>> Begin
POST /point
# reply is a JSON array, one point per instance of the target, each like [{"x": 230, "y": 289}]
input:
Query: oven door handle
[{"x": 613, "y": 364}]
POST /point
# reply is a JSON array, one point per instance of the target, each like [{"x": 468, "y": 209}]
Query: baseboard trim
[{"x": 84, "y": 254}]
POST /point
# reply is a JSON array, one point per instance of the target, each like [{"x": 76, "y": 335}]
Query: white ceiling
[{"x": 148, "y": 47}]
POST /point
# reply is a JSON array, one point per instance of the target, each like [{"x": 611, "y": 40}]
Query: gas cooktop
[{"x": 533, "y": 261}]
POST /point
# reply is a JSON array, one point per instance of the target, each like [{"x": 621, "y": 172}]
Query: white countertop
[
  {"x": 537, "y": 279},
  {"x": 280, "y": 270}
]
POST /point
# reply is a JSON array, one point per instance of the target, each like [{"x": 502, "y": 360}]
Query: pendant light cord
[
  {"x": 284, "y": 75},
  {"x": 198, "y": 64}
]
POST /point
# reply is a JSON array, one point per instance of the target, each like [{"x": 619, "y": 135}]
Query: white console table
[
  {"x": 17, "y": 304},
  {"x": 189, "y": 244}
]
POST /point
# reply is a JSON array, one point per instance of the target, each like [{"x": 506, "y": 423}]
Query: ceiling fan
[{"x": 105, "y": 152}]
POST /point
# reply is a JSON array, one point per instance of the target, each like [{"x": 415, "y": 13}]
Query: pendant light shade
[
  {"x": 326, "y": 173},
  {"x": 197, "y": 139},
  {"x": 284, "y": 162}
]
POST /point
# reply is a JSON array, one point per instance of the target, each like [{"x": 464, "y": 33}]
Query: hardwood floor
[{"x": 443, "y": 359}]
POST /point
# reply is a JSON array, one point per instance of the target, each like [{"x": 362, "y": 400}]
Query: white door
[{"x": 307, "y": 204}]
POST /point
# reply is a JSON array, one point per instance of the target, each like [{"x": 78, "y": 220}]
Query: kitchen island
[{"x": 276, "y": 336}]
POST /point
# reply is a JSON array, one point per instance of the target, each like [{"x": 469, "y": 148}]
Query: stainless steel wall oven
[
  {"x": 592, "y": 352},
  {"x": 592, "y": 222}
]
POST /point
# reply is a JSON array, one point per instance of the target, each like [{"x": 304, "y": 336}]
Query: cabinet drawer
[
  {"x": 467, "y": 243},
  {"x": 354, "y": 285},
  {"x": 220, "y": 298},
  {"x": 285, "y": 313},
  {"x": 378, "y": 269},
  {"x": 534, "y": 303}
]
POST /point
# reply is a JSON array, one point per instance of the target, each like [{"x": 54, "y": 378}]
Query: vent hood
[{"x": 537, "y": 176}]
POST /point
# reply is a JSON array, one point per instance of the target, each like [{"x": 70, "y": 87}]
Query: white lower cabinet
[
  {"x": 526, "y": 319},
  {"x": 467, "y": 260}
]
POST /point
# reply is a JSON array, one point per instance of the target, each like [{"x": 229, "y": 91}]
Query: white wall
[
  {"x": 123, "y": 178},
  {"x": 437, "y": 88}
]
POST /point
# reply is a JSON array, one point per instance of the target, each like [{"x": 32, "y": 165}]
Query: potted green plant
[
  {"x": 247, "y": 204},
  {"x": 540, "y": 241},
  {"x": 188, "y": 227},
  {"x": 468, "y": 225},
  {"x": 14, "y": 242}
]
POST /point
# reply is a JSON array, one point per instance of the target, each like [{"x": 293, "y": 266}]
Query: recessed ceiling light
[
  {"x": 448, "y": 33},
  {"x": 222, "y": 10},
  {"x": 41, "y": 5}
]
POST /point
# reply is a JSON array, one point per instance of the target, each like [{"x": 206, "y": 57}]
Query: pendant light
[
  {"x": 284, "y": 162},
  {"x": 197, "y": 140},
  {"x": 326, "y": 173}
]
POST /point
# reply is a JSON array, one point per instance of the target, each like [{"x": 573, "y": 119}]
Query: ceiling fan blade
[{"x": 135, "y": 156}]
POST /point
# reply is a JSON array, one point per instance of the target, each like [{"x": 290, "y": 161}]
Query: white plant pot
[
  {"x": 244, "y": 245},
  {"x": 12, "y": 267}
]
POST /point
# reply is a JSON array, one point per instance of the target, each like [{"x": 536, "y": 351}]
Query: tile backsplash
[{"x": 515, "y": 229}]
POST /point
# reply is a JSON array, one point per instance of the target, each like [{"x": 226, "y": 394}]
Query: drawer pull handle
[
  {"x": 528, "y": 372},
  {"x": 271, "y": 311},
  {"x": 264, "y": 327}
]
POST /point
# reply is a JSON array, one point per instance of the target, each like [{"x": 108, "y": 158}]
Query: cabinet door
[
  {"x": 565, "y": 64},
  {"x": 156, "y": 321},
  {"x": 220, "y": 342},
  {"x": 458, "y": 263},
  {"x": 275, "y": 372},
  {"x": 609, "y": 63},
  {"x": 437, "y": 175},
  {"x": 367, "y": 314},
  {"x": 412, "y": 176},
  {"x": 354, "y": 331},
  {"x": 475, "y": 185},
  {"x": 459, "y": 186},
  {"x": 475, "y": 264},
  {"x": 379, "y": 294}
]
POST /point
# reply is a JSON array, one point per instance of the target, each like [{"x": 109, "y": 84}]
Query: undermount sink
>> End
**What is asked**
Copy the records above exactly as they appear.

**Solution to this exercise**
POST /point
# reply is a JSON array, one point per instance of the target, each like [{"x": 230, "y": 289}]
input:
Query: oven door handle
[{"x": 613, "y": 364}]
POST /point
# reply is a JSON array, one point per instance of the target, each like [{"x": 468, "y": 209}]
Query: baseboard trim
[{"x": 84, "y": 254}]
POST /point
# reply is a JSON array, one point per instance of the target, each like [{"x": 76, "y": 335}]
Query: white ceiling
[{"x": 148, "y": 47}]
POST /point
# reply is a JSON array, one point per instance of the target, each like [{"x": 611, "y": 40}]
Query: gas cooktop
[{"x": 533, "y": 261}]
POST /point
# reply is a JSON array, one point per instance of the target, each like [{"x": 621, "y": 172}]
Query: white countertop
[
  {"x": 537, "y": 279},
  {"x": 280, "y": 270}
]
POST /point
# reply is a JSON array, one point per instance of the target, each like [{"x": 502, "y": 360}]
Query: pendant light cord
[
  {"x": 284, "y": 75},
  {"x": 198, "y": 64}
]
POST /point
# reply is a JSON array, one point per instance of the target, each like [{"x": 619, "y": 135}]
Query: white console table
[
  {"x": 17, "y": 304},
  {"x": 189, "y": 244}
]
POST /point
# reply is a JSON array, one point per instance of the target, each like [{"x": 506, "y": 423}]
Query: ceiling fan
[{"x": 105, "y": 152}]
POST /point
# reply is a JSON array, one point per instance of the target, each like [{"x": 415, "y": 13}]
Query: pendant light shade
[
  {"x": 326, "y": 173},
  {"x": 197, "y": 139},
  {"x": 284, "y": 162}
]
POST /point
# reply is a JSON array, one point per instance of the target, each like [{"x": 464, "y": 33}]
Query: hardwood floor
[{"x": 443, "y": 359}]
POST /point
# reply is a JSON array, one point per instance of the target, each like [{"x": 362, "y": 400}]
Query: white door
[{"x": 307, "y": 204}]
POST /point
# reply is a JSON array, one point per instance of the target, each like [{"x": 78, "y": 220}]
Query: kitchen island
[{"x": 276, "y": 336}]
POST /point
# reply is a JSON array, one point per instance of the target, each like [{"x": 469, "y": 148}]
Query: stainless steel wall oven
[
  {"x": 592, "y": 352},
  {"x": 592, "y": 222}
]
POST /point
# reply is a JSON array, one point per instance of the target, each like [{"x": 304, "y": 336}]
Query: cabinet drawer
[
  {"x": 467, "y": 243},
  {"x": 354, "y": 285},
  {"x": 220, "y": 298},
  {"x": 285, "y": 313},
  {"x": 378, "y": 269},
  {"x": 534, "y": 303}
]
POST /point
# reply is a JSON array, one point per instance of the target, each like [{"x": 54, "y": 378}]
Query: vent hood
[{"x": 537, "y": 176}]
POST /point
# reply is a JSON array, one point per instance of the target, each like [{"x": 70, "y": 87}]
Query: white lower cabinet
[
  {"x": 526, "y": 319},
  {"x": 467, "y": 260}
]
POST /point
# reply is a JSON array, one point per instance of the target, each like [{"x": 229, "y": 91}]
Query: white wall
[
  {"x": 123, "y": 178},
  {"x": 437, "y": 88}
]
POST /point
# reply is a JSON array, one point per instance of the target, each like [{"x": 32, "y": 165}]
Query: potted green plant
[
  {"x": 247, "y": 204},
  {"x": 540, "y": 241},
  {"x": 188, "y": 227},
  {"x": 468, "y": 225},
  {"x": 14, "y": 242}
]
POST /point
# reply is a JSON array, one point per instance of the target, each like [{"x": 293, "y": 266}]
Query: recessed ceiling light
[
  {"x": 448, "y": 33},
  {"x": 222, "y": 10},
  {"x": 41, "y": 5}
]
POST /point
# reply is a JSON array, one point per instance of the target, each like [{"x": 206, "y": 57}]
Query: pendant light
[
  {"x": 284, "y": 162},
  {"x": 197, "y": 140},
  {"x": 326, "y": 173}
]
POST /point
# reply is a JSON array, one point per instance of the target, each like [{"x": 573, "y": 119}]
Query: ceiling fan blade
[{"x": 135, "y": 156}]
POST /point
# reply is a JSON array, one point per instance of the target, each like [{"x": 290, "y": 161}]
Query: white plant pot
[
  {"x": 244, "y": 245},
  {"x": 12, "y": 267}
]
POST /point
# reply is a JSON array, one point per instance of the target, each like [{"x": 536, "y": 351}]
Query: tile backsplash
[{"x": 515, "y": 229}]
POST /point
# reply is a JSON array, one point per instance of the target, each like [{"x": 226, "y": 394}]
Query: drawer pull handle
[
  {"x": 528, "y": 372},
  {"x": 271, "y": 311},
  {"x": 264, "y": 327}
]
POST /point
# reply is a JSON array, one point per instance of the target, each like [{"x": 108, "y": 158}]
Query: cabinet door
[
  {"x": 565, "y": 64},
  {"x": 156, "y": 321},
  {"x": 220, "y": 342},
  {"x": 458, "y": 263},
  {"x": 275, "y": 372},
  {"x": 609, "y": 63},
  {"x": 437, "y": 175},
  {"x": 367, "y": 314},
  {"x": 412, "y": 176},
  {"x": 354, "y": 331},
  {"x": 475, "y": 185},
  {"x": 459, "y": 186},
  {"x": 475, "y": 264},
  {"x": 379, "y": 294}
]
POST /point
# reply is a JSON array, one point per instance of the target, each like [{"x": 109, "y": 84}]
Query: undermount sink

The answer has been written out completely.